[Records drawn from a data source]
-------
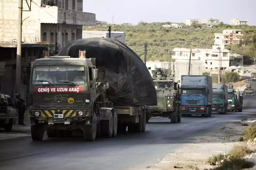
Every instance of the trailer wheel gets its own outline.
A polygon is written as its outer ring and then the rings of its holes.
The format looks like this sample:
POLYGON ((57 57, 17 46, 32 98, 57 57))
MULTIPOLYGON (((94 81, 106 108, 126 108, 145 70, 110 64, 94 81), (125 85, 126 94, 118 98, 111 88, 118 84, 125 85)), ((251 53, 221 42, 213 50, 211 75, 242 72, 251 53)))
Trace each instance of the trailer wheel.
POLYGON ((133 125, 134 132, 137 133, 140 133, 142 131, 143 126, 143 117, 142 114, 139 115, 139 123, 134 123, 133 125))
POLYGON ((115 137, 117 133, 117 114, 116 111, 114 110, 112 113, 113 116, 113 133, 112 137, 115 137))
POLYGON ((41 141, 43 140, 44 132, 41 126, 38 124, 31 125, 30 128, 32 140, 34 141, 41 141))
POLYGON ((46 129, 46 133, 48 138, 53 138, 57 136, 56 130, 53 128, 48 128, 46 129))
POLYGON ((111 138, 113 134, 113 116, 110 114, 109 120, 102 120, 101 121, 101 136, 104 138, 111 138))
POLYGON ((95 140, 97 131, 97 119, 95 112, 92 113, 92 121, 90 125, 84 125, 83 126, 83 132, 84 141, 92 141, 95 140))

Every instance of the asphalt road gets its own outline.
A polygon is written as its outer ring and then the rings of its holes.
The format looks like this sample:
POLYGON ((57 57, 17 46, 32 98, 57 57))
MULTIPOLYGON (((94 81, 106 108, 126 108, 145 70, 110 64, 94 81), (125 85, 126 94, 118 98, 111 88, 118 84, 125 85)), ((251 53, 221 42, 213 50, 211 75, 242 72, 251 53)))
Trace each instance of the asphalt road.
MULTIPOLYGON (((256 81, 251 83, 256 90, 256 81)), ((167 118, 153 118, 146 131, 119 134, 92 142, 81 137, 48 138, 35 142, 30 137, 0 141, 0 169, 108 170, 140 169, 157 162, 172 150, 191 143, 187 138, 202 136, 230 121, 254 116, 256 93, 244 97, 243 112, 211 117, 183 117, 171 124, 167 118)))

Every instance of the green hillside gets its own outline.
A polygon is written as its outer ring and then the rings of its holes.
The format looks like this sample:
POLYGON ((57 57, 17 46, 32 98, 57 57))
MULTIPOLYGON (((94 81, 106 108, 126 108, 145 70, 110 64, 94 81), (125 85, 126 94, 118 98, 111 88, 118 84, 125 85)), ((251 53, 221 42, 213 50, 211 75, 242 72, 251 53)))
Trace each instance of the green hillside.
MULTIPOLYGON (((165 22, 170 24, 170 22, 165 22)), ((246 60, 256 58, 256 27, 254 26, 231 26, 221 23, 217 26, 208 27, 196 24, 184 26, 182 29, 165 28, 162 23, 141 22, 136 25, 128 23, 108 24, 106 27, 86 26, 84 29, 107 31, 109 26, 112 31, 123 31, 126 34, 126 45, 141 58, 144 57, 145 41, 148 45, 147 60, 167 61, 168 50, 174 48, 211 48, 214 45, 215 33, 221 33, 224 29, 241 29, 244 34, 243 43, 240 47, 233 45, 227 46, 231 52, 246 56, 246 60)), ((185 24, 184 24, 185 25, 185 24)))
-------
- **WORK INSTRUCTIONS**:
Could you repeat the whole listing above word for word, leaving out the pictures?

- **FINISHED TASK**:
Every instance of the trailer wheel gets its own outline.
A polygon is written as its outer ring and then the rings of its holes.
The format looks like this sample:
POLYGON ((57 57, 17 46, 32 98, 57 57))
MULTIPOLYGON (((94 81, 106 108, 126 108, 145 70, 110 64, 94 81), (125 85, 126 94, 118 98, 111 88, 118 84, 125 85)), ((251 53, 221 42, 213 50, 211 75, 242 72, 251 53)))
Trace each instance of the trailer wheel.
POLYGON ((133 125, 134 132, 137 133, 140 133, 142 131, 143 126, 143 117, 142 114, 139 115, 139 123, 134 123, 133 125))
POLYGON ((115 137, 117 133, 117 114, 116 111, 114 110, 112 113, 113 116, 113 133, 112 137, 115 137))
POLYGON ((41 141, 43 140, 44 132, 41 126, 38 124, 31 125, 30 128, 32 140, 34 141, 41 141))
POLYGON ((46 129, 46 133, 48 138, 53 138, 57 136, 56 130, 53 128, 48 128, 46 129))
POLYGON ((111 138, 113 134, 113 116, 110 114, 109 120, 102 120, 101 121, 101 136, 104 138, 111 138))
POLYGON ((95 140, 97 131, 97 119, 95 112, 92 113, 92 121, 90 125, 84 125, 83 126, 83 132, 84 141, 92 141, 95 140))

Every instance of the asphalt road gets its own outline.
A polygon is written as its outer ring and then the rings of its holes.
The format looks like this sample:
POLYGON ((57 57, 17 46, 32 98, 57 57))
MULTIPOLYGON (((94 81, 106 108, 126 108, 145 70, 110 64, 94 81), (125 85, 126 94, 118 98, 111 88, 118 84, 125 85)), ((251 53, 221 42, 213 50, 211 75, 242 72, 251 53)))
Trace each instance of the asphalt road.
MULTIPOLYGON (((256 81, 251 83, 256 90, 256 81)), ((167 118, 153 118, 146 131, 119 134, 92 142, 81 137, 48 138, 35 142, 30 137, 0 141, 0 169, 108 170, 140 169, 157 162, 172 150, 191 143, 187 138, 202 136, 230 121, 254 116, 256 93, 244 97, 243 112, 211 117, 183 117, 171 124, 167 118)))

Every instance of the green hillside gets its own outline.
A polygon is written as its outer ring and then the rings of its holes.
The format looks like this sample:
POLYGON ((57 57, 17 46, 32 98, 57 57))
MULTIPOLYGON (((94 81, 106 108, 126 108, 145 70, 110 64, 94 81), (125 85, 126 94, 118 98, 111 88, 118 84, 125 85)), ((251 53, 221 42, 213 50, 211 75, 242 72, 251 53)))
Trace each instance of the green hillside.
MULTIPOLYGON (((165 22, 170 24, 170 22, 165 22)), ((246 60, 256 58, 256 27, 254 26, 231 26, 221 23, 217 26, 208 27, 196 24, 184 26, 182 29, 165 28, 162 23, 141 22, 136 25, 128 23, 108 24, 106 27, 86 26, 84 29, 107 31, 109 26, 112 31, 123 31, 126 34, 126 45, 141 58, 144 57, 145 41, 148 45, 147 60, 167 61, 168 50, 174 48, 211 48, 214 45, 215 33, 221 33, 224 29, 241 29, 244 34, 243 43, 240 47, 233 45, 227 46, 231 52, 246 56, 246 60)), ((185 24, 184 24, 185 25, 185 24)))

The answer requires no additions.